§ **READING TEXT**
Security researchers say they’ve found more than a dozen iPhone apps covertly communicating with a server associated with Golduck, a historically Android-focused malware that infects popular classic game apps.
The malware has been known about for over a year, after it was first discovered by Appthority infecting classic and retro games on Google Play, by embedding backdoor code that allowed malicious payloads to be silently pushed to the device. At the time, more than 10 million users were affected by the malware, allowing hackers to run malicious commands at the highest privileges, like sending premium SMS messages from a victim’s phone to make money.
Now, the researchers say iPhone apps linked to the malware could also present a risk.
Wandera, an enterprise security firm, said it found 14 apps — all retro-style games — that were communicating with the same command and control server used by the Golduck malware.
“The [Golduck] domain was on a watchlist we established due to its use in distributing a specific strain of Android malware in the past,” said Michael Covington, Wandera’s vice-president of product. “When we started seeing communication between iOS devices and the known malware domain, we investigated further.”
The apps include: Commando Metal: Classic Contra, Super Pentron Adventure: Super Hard, Classic Tank vs Super Bomber, Super Adventure of Maritron, Roy Adventure Troll Game, Trap Dungeons: Super Adventure, Bounce Classic Legend, Block Game, Classic Bomber: Super Legend, Brain It On: Stickman Physics, Bomber Game: Classic Bomberman, Classic Brick – Retro Block, The Climber Brick, and Chicken Shoot Galaxy Invaders.

§ **TASKS TO COMPLETE**
**A.** According to the article on the Golduck malware, how many iPhone apps did Wandera find talking to the Golduck command and control server?
**B.** Carry on the article about iPhone apps tied to the Golduck malware, picking up right after its list of app names.
The material that follows comes from a separate source.

[Records from a collection]
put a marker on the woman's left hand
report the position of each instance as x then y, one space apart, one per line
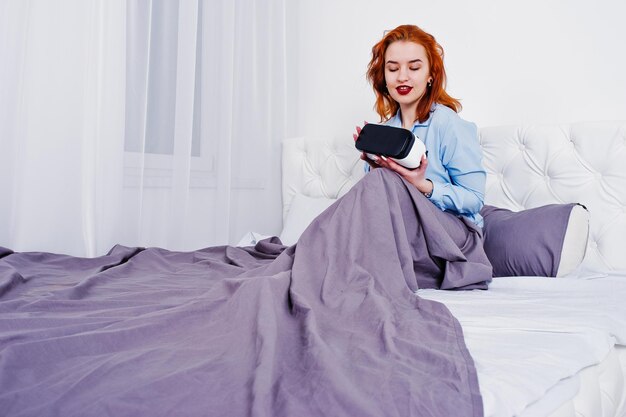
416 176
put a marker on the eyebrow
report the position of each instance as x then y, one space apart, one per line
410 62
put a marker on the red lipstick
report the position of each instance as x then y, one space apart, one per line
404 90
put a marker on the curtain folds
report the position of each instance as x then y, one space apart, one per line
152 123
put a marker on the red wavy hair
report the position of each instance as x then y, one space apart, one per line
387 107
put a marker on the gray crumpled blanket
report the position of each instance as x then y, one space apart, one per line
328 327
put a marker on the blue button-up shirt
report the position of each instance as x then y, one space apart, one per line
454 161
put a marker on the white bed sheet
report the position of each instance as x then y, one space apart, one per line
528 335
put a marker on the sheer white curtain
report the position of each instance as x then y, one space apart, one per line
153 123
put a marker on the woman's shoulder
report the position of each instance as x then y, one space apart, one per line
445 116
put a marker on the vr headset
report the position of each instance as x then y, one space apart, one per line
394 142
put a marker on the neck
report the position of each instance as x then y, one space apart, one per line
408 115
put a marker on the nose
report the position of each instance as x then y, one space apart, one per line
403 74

--

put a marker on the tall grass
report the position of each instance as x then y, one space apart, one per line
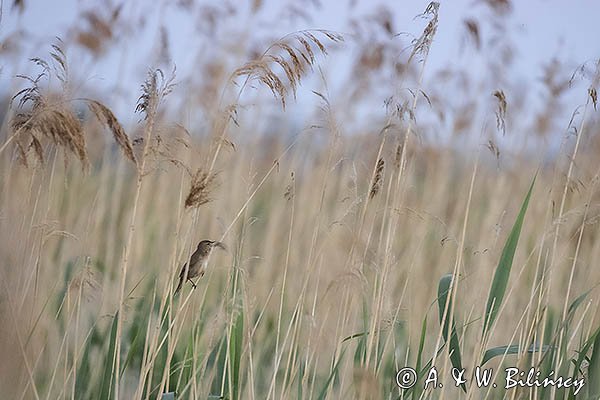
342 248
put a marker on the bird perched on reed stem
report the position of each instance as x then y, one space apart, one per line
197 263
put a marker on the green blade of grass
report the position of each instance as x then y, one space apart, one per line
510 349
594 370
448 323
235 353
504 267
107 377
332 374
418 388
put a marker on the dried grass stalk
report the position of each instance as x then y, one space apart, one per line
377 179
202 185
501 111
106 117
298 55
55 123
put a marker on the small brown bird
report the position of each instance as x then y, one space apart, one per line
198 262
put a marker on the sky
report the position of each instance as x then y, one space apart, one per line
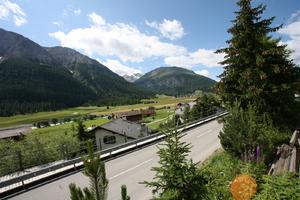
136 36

...

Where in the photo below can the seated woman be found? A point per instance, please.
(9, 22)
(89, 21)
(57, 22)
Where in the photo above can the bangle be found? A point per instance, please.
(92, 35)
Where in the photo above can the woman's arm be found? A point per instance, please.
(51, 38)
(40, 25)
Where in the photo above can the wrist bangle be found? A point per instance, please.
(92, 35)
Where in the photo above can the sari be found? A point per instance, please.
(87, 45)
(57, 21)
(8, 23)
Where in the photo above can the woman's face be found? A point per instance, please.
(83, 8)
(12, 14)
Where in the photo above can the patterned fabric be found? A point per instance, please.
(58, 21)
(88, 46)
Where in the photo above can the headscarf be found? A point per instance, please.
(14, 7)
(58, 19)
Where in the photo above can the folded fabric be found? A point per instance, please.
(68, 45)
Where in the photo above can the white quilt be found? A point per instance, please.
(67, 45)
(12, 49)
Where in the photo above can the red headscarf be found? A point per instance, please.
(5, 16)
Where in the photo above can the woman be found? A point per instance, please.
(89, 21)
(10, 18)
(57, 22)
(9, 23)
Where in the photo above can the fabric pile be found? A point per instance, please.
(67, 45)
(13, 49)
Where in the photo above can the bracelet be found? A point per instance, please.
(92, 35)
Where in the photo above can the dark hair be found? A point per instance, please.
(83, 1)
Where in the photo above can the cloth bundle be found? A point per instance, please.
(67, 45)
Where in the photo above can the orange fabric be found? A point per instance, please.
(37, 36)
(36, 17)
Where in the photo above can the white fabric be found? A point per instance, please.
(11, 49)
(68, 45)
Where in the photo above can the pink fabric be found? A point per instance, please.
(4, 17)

§ **ANSWERS GIVEN**
**A.** Fourteen apps, all retro-style games.

**B.**
According to the researchers, what they saw so far seems relatively benign — the command and control server simply pushes a list of icons in a pocket of ad space in the upper-right corner of the app. When the user opens the game, the server tells the app which icons and links it should serve to the user. They did, however, see the apps sending IP address data — and, in some cases, location data — back to the Golduck command and control server. TechCrunch verified their claims, running the apps on a clean iPhone through a proxy, allowing us to see where the data goes. Based on what we saw, the app tells the malicious Golduck server what app, version, device type, and the IP address of the device — including how many ads were displayed on the phone.